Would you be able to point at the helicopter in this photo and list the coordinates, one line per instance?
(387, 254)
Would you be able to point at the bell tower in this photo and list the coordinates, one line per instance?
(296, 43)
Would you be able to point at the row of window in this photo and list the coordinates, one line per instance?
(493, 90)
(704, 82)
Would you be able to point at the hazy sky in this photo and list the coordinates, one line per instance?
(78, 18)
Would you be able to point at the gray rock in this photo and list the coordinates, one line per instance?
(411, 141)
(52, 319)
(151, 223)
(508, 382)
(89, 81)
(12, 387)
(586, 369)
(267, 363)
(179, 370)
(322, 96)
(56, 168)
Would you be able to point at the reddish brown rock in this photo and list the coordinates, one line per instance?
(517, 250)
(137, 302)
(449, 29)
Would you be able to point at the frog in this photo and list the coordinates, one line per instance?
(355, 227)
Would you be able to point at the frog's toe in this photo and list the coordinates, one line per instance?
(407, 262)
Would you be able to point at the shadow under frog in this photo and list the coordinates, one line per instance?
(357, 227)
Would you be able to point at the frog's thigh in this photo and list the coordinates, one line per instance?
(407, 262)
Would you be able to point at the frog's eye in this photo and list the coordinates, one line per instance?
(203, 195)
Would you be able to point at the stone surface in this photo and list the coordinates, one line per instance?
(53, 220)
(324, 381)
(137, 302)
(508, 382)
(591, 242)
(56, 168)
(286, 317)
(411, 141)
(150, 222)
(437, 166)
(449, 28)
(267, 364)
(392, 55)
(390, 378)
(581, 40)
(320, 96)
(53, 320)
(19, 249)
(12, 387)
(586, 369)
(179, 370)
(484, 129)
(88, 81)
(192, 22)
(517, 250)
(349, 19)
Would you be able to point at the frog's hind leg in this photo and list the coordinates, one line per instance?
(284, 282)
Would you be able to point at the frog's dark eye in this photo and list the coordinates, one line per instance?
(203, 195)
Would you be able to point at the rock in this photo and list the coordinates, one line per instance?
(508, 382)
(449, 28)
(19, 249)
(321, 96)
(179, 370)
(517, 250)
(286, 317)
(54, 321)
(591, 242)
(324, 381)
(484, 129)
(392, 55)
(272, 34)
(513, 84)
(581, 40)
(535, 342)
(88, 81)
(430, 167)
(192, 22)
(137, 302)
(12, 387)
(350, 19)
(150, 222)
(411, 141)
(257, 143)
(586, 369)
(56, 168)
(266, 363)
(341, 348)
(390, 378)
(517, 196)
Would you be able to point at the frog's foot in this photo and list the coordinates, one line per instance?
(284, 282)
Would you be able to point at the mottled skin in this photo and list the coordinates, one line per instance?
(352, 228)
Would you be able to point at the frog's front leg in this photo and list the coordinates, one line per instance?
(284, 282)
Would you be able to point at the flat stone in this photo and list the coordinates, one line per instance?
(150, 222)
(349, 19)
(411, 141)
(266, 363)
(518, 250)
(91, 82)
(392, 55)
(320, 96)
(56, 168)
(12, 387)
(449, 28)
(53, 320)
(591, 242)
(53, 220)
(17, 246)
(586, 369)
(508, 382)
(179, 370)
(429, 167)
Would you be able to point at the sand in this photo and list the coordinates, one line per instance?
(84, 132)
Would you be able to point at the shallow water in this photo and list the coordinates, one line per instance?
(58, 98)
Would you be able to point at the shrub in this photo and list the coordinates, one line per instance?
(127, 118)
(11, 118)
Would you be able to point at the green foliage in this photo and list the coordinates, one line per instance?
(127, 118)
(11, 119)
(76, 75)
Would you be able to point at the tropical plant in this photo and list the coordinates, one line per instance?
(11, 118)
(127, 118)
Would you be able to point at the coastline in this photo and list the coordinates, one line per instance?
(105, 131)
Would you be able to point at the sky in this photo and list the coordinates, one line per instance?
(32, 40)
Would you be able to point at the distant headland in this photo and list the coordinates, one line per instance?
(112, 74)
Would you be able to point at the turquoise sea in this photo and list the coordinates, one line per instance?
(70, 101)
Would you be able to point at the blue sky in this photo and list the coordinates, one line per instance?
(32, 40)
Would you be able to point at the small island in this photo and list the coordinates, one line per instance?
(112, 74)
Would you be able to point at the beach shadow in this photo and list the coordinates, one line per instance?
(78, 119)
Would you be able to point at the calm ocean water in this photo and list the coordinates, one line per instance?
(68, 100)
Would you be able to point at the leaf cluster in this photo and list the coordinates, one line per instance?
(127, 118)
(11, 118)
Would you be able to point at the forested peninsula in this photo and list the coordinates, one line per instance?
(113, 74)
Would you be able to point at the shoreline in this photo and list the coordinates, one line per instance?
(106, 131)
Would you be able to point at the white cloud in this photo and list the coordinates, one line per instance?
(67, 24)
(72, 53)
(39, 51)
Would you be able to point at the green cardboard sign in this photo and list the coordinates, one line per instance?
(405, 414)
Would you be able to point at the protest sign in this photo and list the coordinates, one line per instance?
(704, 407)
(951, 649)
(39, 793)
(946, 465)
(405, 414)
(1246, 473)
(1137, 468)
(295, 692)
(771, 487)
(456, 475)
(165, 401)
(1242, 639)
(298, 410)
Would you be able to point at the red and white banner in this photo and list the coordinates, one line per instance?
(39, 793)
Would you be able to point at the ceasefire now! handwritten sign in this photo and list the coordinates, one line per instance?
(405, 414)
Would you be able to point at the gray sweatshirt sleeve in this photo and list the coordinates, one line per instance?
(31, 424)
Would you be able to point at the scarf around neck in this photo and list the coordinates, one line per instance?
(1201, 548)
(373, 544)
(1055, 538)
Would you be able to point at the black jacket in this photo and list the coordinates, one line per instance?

-*-

== Task to carry out ==
Switch "sweatshirt" to "hoodie" in the lines running from the one that contains "Would you be able to point at the shoreline" through the end of the records, both ends included. Write out only those lines, with everything else left unchanged.

== Final answer ==
Would you be able to point at the shoreline in this photo and list the coordinates, one line per instance?
(106, 131)
Would you be able to point at the white cloud in this photo and list the coordinates, one line per instance?
(67, 24)
(72, 53)
(39, 51)
Would you be able to point at the green cardboard sign in this photo and list the coordinates, one line per instance?
(405, 414)
Would you be able to point at the protest sign in this photo and list the coordinates, one line per instance?
(704, 407)
(951, 649)
(39, 793)
(946, 465)
(405, 414)
(1246, 473)
(1137, 468)
(295, 692)
(771, 487)
(456, 475)
(165, 401)
(1242, 639)
(298, 410)
Would you be able to point at the red and white banner in this photo and list the coordinates, one line per instance?
(39, 793)
Would you be able to point at the ceasefire now! handwritten sign in this photo and list the coordinates, one line per instance?
(405, 414)
Would you be able to point at the gray hoodie sleeve in this photo and list the coordinates, one line per instance?
(31, 424)
Would you be able to point at the scarf around neck in this photo and list the coordinates, one line per instance?
(1201, 548)
(373, 544)
(1055, 538)
Would you be able to point at the black jacket in this photo and list the coordinates, one line per instance?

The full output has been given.